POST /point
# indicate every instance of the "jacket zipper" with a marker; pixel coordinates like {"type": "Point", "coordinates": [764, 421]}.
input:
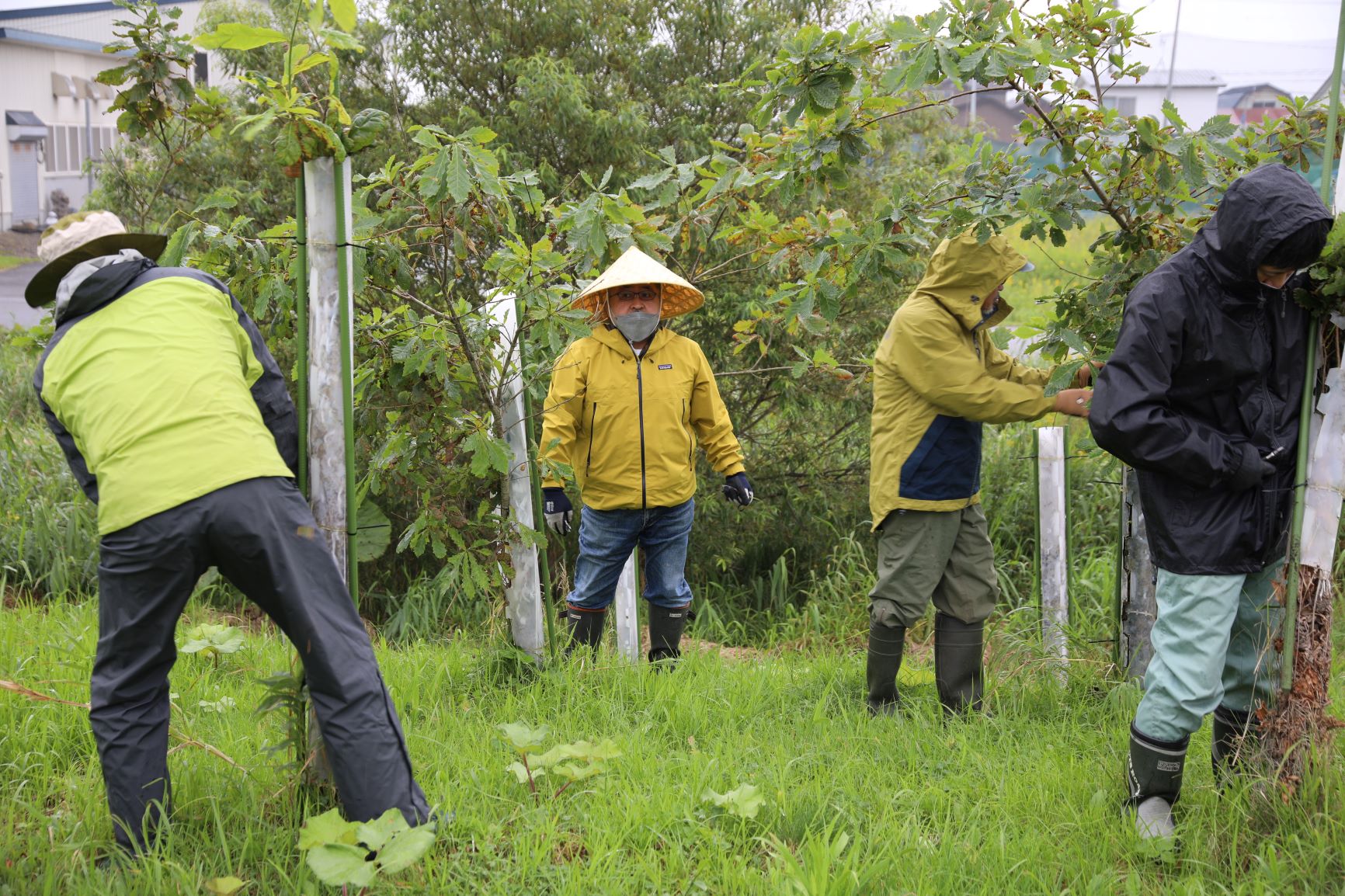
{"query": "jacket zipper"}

----------------------------------------

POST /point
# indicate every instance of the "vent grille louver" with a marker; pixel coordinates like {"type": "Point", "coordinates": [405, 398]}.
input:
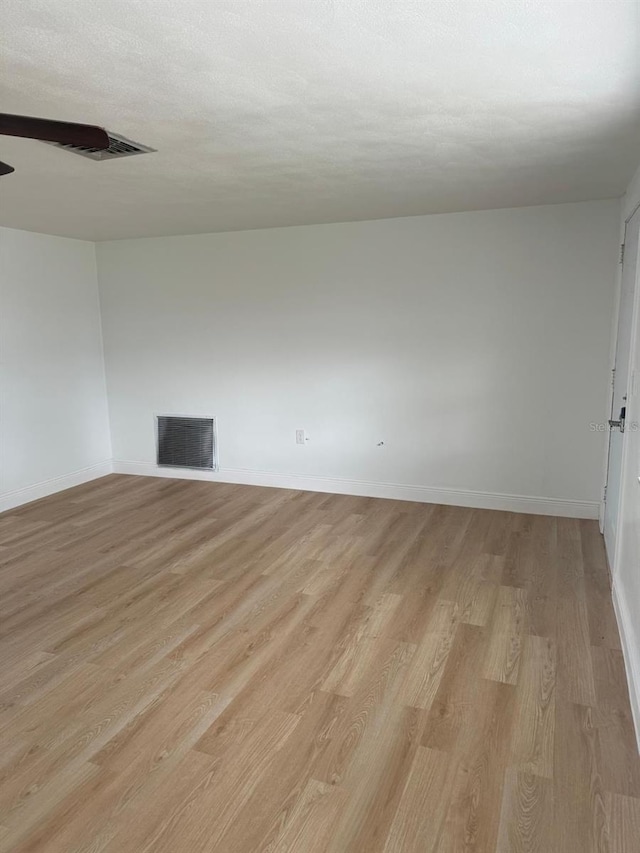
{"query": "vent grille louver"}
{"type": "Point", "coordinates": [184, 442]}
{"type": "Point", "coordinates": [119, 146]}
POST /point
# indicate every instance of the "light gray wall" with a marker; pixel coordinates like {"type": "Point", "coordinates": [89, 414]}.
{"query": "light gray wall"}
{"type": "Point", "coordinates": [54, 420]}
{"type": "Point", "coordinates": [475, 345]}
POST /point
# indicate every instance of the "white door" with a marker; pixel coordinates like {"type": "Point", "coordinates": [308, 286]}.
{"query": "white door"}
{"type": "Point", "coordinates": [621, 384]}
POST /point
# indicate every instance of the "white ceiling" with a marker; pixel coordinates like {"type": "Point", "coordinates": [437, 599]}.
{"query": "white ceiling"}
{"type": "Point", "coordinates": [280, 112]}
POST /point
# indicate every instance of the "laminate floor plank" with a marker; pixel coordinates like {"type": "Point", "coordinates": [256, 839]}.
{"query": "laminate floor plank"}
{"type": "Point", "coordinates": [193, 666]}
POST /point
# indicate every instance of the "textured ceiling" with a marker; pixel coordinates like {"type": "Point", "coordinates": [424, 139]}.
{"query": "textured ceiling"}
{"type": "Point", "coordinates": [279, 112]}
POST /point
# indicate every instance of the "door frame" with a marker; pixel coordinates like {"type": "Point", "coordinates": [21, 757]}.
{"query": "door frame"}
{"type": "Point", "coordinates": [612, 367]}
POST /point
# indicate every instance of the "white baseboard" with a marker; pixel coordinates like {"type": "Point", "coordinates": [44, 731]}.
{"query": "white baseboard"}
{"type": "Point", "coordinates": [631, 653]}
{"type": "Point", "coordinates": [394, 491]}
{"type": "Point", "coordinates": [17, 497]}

----------------------------------------

■ **Aim of the exercise**
Work out how many lines in the records hold the word "jacket", and answer with that number alone.

■ **Exercise result**
2